A fishing video game is a genre of video games in which the player conducts virtual recreational fishing, usually in the context of angling and/or fishing tournaments. Considered a subset of simulation video games, and although not as prolific as other genres, fishing video games have historically been popular and have been released in arcade, console, PC and mobile platforms.

==History==
Gone Fishin' (1977) developed by William Engel is considered to be the first fishing video game. Fishing Derby (1980) by David Crane was released three years later for the Atari 2600, and is the first fishing video game to incorporate graphics.

"Fish games" also refers to a type of arcade redemption game involving shooting fish. These games first appeared around 2005 in China. These games also became popular in the United States in the mid-2010s, starting in the Pacific rim before spreading in popularity. The legal status of these games has been disputed in many countries and states due to gambling issues, and association with organized crime.

==Gameplay==
Most fishing games feature a wide variety of fisheries, game fish species, and tackles and other paraphernalia such as rods, baits/lures, reels and boats.

The gameplay of fishing games usually revolves around acquiring/choosing adequate baits/lures, casting, hooksetting in reaction to on-screen signals, along with some sort of button pressing combination or the use of specialized game controller to reel in the fish. In-game scoring is often determined by the cumulative "weight" of the fish caught in a single fishing session, sometimes with added bonus points given for the capture of trophy fish as well as quicker catches and performing special manoeuvres.

==Fishing minigames==
Minigames of fishing are also common inside larger action-adventure games. Examples of fishing minigames can be seen in the Legend of Zelda series, Pokémon games, Red Dead Redemption 2, and many others. Open world games often include fishing mechanics as an optional gameplay feature. This is especially common in simulation videogames, where fishing is required to complete collections, fulfill missions, and obtaining crafting ingredients. Fishing games are a common element in most farm life sim games, going back to the original Harvest Moon on SNES.

== Accessories ==
Some gaming consoles incorporate the use of additional accessories to play fishing video games. Examples of such accessories include the Dreamcast reel and rod, the Wii Rod, and the Tsuricon 64. These accessories are often sold in licensed packages with fishing video games, although unlicensed accessories do exist.

* [RECORD EXCERPTS]
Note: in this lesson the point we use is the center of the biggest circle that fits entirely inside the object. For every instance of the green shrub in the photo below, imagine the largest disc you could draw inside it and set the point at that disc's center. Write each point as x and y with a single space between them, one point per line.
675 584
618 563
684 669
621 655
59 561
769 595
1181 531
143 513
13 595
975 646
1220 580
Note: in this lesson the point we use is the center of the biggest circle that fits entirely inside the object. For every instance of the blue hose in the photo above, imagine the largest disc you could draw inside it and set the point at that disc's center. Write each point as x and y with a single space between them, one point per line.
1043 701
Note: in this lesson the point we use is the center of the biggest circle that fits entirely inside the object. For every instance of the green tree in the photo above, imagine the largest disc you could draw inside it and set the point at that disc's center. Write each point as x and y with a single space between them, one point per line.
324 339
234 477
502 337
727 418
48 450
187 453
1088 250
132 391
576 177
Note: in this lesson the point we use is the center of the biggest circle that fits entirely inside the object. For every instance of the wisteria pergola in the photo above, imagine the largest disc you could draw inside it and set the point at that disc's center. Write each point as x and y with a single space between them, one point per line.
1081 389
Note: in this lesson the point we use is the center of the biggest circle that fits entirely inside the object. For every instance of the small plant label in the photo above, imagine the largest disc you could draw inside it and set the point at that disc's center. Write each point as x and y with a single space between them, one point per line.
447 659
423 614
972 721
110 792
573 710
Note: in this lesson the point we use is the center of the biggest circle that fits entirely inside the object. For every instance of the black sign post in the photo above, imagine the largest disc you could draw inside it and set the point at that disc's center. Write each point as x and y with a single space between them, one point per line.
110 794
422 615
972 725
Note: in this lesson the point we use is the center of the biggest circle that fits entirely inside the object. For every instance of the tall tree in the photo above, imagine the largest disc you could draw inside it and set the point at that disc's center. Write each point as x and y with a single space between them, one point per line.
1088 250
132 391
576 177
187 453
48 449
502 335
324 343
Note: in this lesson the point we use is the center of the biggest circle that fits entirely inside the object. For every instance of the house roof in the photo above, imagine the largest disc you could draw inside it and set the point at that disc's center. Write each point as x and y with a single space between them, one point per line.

* [WHAT THE EXERCISE ASKS]
Please reproduce the part of the text on fishing video games that begins with the words "A fishing video" and ends after "and mobile platforms.", with every word and punctuation mark unchanged.

* [SOLUTION]
A fishing video game is a genre of video games in which the player conducts virtual recreational fishing, usually in the context of angling and/or fishing tournaments. Considered a subset of simulation video games, and although not as prolific as other genres, fishing video games have historically been popular and have been released in arcade, console, PC and mobile platforms.